> **Task to carry out**
Write out the data below as a JSON array of strings, with one string for each line and blank lines omitted.

============================================================

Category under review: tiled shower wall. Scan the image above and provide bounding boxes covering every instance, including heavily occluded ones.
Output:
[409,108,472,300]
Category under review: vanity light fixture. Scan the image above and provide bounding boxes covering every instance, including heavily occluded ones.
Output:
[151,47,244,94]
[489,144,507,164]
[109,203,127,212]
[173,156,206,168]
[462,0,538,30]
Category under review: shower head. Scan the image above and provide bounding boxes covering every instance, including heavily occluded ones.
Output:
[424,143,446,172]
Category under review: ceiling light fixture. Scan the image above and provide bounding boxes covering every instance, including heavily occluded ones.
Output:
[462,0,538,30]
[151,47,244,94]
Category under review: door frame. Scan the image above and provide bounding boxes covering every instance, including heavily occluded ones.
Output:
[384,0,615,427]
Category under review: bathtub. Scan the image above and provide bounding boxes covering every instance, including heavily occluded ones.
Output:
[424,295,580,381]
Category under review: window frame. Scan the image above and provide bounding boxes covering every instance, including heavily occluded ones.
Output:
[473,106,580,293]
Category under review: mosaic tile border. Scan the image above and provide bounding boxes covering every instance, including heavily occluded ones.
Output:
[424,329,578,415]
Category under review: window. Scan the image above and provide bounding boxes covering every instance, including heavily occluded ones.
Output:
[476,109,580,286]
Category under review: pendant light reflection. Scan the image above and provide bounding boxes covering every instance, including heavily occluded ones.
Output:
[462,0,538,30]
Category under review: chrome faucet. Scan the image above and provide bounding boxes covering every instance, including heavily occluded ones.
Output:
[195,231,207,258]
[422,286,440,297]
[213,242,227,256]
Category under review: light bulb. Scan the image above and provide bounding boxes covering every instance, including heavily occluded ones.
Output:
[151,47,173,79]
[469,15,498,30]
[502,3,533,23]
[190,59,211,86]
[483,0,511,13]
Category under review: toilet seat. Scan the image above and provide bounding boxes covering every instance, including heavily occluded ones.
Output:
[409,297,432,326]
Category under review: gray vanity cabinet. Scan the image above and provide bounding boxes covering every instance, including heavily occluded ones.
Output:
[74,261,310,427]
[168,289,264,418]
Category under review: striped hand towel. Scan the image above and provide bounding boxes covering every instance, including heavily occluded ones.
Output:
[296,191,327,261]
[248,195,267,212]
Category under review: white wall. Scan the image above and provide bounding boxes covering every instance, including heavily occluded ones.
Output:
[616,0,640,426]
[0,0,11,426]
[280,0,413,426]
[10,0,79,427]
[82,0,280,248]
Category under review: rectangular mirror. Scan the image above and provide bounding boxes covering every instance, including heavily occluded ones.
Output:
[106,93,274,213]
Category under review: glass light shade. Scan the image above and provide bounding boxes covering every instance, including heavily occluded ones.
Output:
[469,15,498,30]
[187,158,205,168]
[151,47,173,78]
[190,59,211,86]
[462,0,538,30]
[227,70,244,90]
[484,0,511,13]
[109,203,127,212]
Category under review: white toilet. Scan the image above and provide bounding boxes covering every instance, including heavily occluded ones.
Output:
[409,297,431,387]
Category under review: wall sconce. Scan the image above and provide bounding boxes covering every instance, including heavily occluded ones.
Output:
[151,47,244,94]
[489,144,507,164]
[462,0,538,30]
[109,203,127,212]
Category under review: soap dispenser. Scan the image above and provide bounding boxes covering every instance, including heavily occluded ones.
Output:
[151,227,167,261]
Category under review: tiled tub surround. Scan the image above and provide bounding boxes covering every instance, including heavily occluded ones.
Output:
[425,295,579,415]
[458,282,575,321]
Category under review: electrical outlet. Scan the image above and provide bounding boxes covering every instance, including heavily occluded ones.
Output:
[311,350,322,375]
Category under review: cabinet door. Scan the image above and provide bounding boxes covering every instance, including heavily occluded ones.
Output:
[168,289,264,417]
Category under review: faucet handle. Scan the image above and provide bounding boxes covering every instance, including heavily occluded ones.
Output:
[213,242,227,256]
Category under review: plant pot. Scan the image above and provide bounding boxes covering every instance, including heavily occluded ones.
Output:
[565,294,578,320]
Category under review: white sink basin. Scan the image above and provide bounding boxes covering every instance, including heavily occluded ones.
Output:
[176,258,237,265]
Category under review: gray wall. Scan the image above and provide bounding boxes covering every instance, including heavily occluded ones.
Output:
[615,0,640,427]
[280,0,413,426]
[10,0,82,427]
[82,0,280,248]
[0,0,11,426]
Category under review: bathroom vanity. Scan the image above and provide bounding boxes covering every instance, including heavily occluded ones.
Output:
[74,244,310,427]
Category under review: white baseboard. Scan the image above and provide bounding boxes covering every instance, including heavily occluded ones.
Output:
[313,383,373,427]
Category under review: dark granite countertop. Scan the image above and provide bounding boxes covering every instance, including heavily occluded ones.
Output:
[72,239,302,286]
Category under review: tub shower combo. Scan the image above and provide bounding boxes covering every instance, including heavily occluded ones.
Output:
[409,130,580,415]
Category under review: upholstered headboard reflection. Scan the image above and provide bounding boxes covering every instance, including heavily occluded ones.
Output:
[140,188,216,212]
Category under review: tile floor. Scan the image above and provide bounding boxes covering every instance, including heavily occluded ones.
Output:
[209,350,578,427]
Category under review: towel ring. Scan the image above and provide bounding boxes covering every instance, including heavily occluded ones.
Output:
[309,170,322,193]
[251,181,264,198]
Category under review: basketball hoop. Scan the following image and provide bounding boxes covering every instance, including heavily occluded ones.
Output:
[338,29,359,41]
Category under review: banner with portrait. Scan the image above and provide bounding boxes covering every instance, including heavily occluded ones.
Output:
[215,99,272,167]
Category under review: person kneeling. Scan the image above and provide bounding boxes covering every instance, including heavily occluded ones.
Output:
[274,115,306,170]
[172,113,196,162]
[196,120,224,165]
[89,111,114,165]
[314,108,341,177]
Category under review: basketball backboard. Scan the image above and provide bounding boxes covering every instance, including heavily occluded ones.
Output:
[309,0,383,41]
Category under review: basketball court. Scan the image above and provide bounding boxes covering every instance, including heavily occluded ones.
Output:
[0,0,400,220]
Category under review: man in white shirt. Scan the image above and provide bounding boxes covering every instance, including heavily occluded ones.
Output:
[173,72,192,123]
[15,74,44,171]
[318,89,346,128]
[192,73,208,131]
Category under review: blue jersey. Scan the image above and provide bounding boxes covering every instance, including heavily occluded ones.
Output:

============================================================

> **Task answer**
[
  "Category under review: tiled shower wall. Scan the image above and provide bounding boxes covering every instance, including heavily occluded ones.",
  "Output:",
  "[409,108,472,300]",
  "Category under review: vanity light fixture. Scan the image above and provide bounding boxes covering every instance, including heavily occluded ones.",
  "Output:",
  "[151,47,244,94]",
  "[489,144,507,164]",
  "[109,203,127,212]",
  "[173,156,206,168]",
  "[462,0,538,30]",
  "Category under review: shower head. Scan the image above and provide bounding boxes covering every instance, including heavily occluded ones.",
  "Output:",
  "[424,143,446,172]",
  "Category under review: ceiling light fixture. Scan the image above and provide bounding boxes covering every instance, including heavily occluded ones.",
  "Output:",
  "[462,0,538,30]",
  "[151,47,244,94]",
  "Category under review: door frame. Scan the image above and provide bounding boxes covering every instance, including heavily occluded ones.",
  "Output:",
  "[384,0,615,427]",
  "Category under review: bathtub. Scan the image above and provide bounding boxes covering every instance, including heavily occluded ones.",
  "Output:",
  "[424,295,580,381]",
  "Category under review: window frame. Scan the image above and provide bounding boxes covering every instance, including heavily occluded ones.",
  "Output:",
  "[473,106,580,293]",
  "Category under review: mosaic tile border. Scan the image above and provide bounding boxes covering every instance, including heavily occluded ones.",
  "Output:",
  "[424,329,578,415]",
  "Category under review: window. Scan the image above and provide bounding boxes covering every instance, including heavily occluded ones.",
  "Output:",
  "[476,109,580,286]",
  "Category under review: pendant light reflection. Scan the image above and provide bounding boxes covering every instance, including heavily occluded ones.",
  "Output:",
  "[462,0,538,30]",
  "Category under review: chrome faucet. Scan the image above and provide bounding boxes covering every instance, including heavily occluded ones.",
  "Output:",
  "[195,231,207,258]",
  "[422,286,440,297]",
  "[213,242,227,256]",
  "Category under review: light bulb. Scan the image above and provide bounding boxes covering every instance, including heavily occluded ones.",
  "Output:",
  "[151,47,173,79]",
  "[469,15,498,30]",
  "[502,3,533,23]",
  "[190,59,211,86]",
  "[483,0,511,13]",
  "Category under review: toilet seat. Scan the image above and provide bounding boxes covering every instance, including heavily occluded ones.",
  "Output:",
  "[409,297,432,326]",
  "Category under review: gray vanity cabinet. Scan the image above and provide bounding boxes covering every instance, including heavily occluded ones.",
  "Output:",
  "[74,261,310,427]",
  "[168,289,264,418]",
  "Category under review: striped hand towel. Scan the image above and provide bounding boxes covering every instance, including heavily occluded ones.",
  "Output:",
  "[296,191,327,261]",
  "[248,195,267,212]",
  "Category under review: white wall. Scan the image above and provide bounding boxes covering every instance, including heavily occluded ones.",
  "Output:",
  "[616,0,640,426]",
  "[0,0,11,426]",
  "[280,0,413,426]",
  "[10,0,79,427]",
  "[82,0,280,248]",
  "Category under review: rectangular mirror. Scan the image above and provide bounding boxes covering every instance, including heavily occluded ones.",
  "Output:",
  "[106,93,274,213]",
  "Category under review: glass light shade. Scan the image above and provide bounding boxes covering every instance, including heavily occluded ones.",
  "Output:",
  "[469,15,498,30]",
  "[187,158,205,168]",
  "[151,47,173,78]",
  "[190,59,211,86]",
  "[462,0,538,30]",
  "[227,70,244,90]",
  "[484,0,511,13]",
  "[109,203,127,212]",
  "Category under review: white toilet. Scan the image above and provide bounding boxes covering every instance, including heavily occluded ones.",
  "Output:",
  "[409,297,431,387]",
  "Category under review: wall sconce. Scan the image above and provide bounding boxes covering every instance, including heavily occluded ones.",
  "Output:",
  "[151,47,244,94]",
  "[489,144,507,164]",
  "[462,0,538,30]",
  "[109,203,127,212]",
  "Category under review: soap dispenser. Scan the image above and provide bounding boxes covering every instance, including heavily occluded ones.",
  "Output:",
  "[151,227,167,261]",
  "Category under review: tiled tub surround. Scan the image above and provide bounding boxes covering every instance, including heavily occluded ones.",
  "Output:",
  "[425,295,579,415]",
  "[458,282,575,321]",
  "Category under review: electrical outlet. Scan the image above and provide bounding boxes covering every instance, including heavily occluded ones.",
  "Output:",
  "[311,350,322,375]",
  "Category under review: cabinet door. Scan the image above and provide bounding boxes covering every instance, including heavily occluded ones.",
  "Output:",
  "[168,289,264,417]",
  "Category under review: faucet handle. Scan the image above and provide bounding boxes covering every instance, including heavily occluded ones.",
  "Output:",
  "[213,242,227,256]",
  "Category under review: plant pot. Scan the image above and provide bounding boxes covering every instance, including heavily occluded ones.",
  "Output:",
  "[565,294,578,320]",
  "Category under review: white sink basin. Scan the image above and provide bounding boxes covering every instance, including heavily occluded ones.",
  "Output:",
  "[176,258,237,265]",
  "Category under review: gray wall. Scan the image above and provide bounding boxes covering every instance, including heavily occluded ones.",
  "Output:",
  "[615,0,640,427]",
  "[280,0,413,426]",
  "[10,0,82,427]",
  "[82,0,280,248]",
  "[0,0,11,426]",
  "Category under review: bathroom vanity. Scan the image above and provide bounding boxes covering every instance, including heavily occluded ones.",
  "Output:",
  "[74,244,310,427]",
  "Category under review: white baseboard. Scan the image above and provide bounding boxes covering every instance, including heavily occluded ones.",
  "Output:",
  "[313,383,373,427]",
  "Category under review: dark granite countertop. Scan the image above and provide bounding boxes covering every instance, including heavily occluded ones.",
  "Output:",
  "[72,239,302,286]",
  "Category under review: tub shower combo. Scan the image above and provide bounding boxes covering every instance, including heavily occluded ones.",
  "Output:",
  "[409,130,580,415]",
  "Category under review: upholstered headboard reflection. Scan the image above and provide bounding boxes covering every instance, including heavily occluded ones.",
  "Output:",
  "[140,188,216,212]",
  "Category under review: tile floor. Scan the image above and provide bounding boxes covering every instance, including heavily occluded ones.",
  "Output:",
  "[209,350,578,427]",
  "Category under review: towel ring. Scan the image above and provide bounding boxes covering every instance, including heavily occluded ones.",
  "Output:",
  "[309,170,322,193]",
  "[251,181,264,198]",
  "Category under review: basketball hoop. Scan the following image and provide bounding boxes covering every instance, including heavily occluded ones.",
  "Output:",
  "[338,29,359,41]",
  "Category under review: banner with portrait. Scan the image above and provide bounding boxes covering every instance, including heavily occluded ones.",
  "Output:",
  "[215,99,272,167]",
  "Category under review: person kneeling. Scan the image above and provide bounding boxes covering every instance, including heavily occluded ones.",
  "Output:",
  "[274,115,306,170]",
  "[172,113,196,162]",
  "[196,120,224,165]",
  "[89,111,114,165]",
  "[314,108,341,177]",
  "Category under review: basketball backboard. Scan the image above and provide bounding boxes covering every instance, including heavily occluded ones.",
  "Output:",
  "[309,0,383,41]",
  "Category under review: basketball court. Scan the image above and provide bounding boxes covering every instance, including heavily occluded ones.",
  "Output:",
  "[0,0,400,220]",
  "Category under review: man in white shirt. Scan the image above and provide bounding boxes covering every instance, including heavily occluded ones.",
  "Output:",
  "[173,72,192,123]",
  "[15,74,44,171]",
  "[318,89,346,128]",
  "[192,73,208,131]",
  "Category under review: blue jersey. Scan the image above and provide bounding boxes covering every instance, including heavily occluded ones.",
  "Output:"
]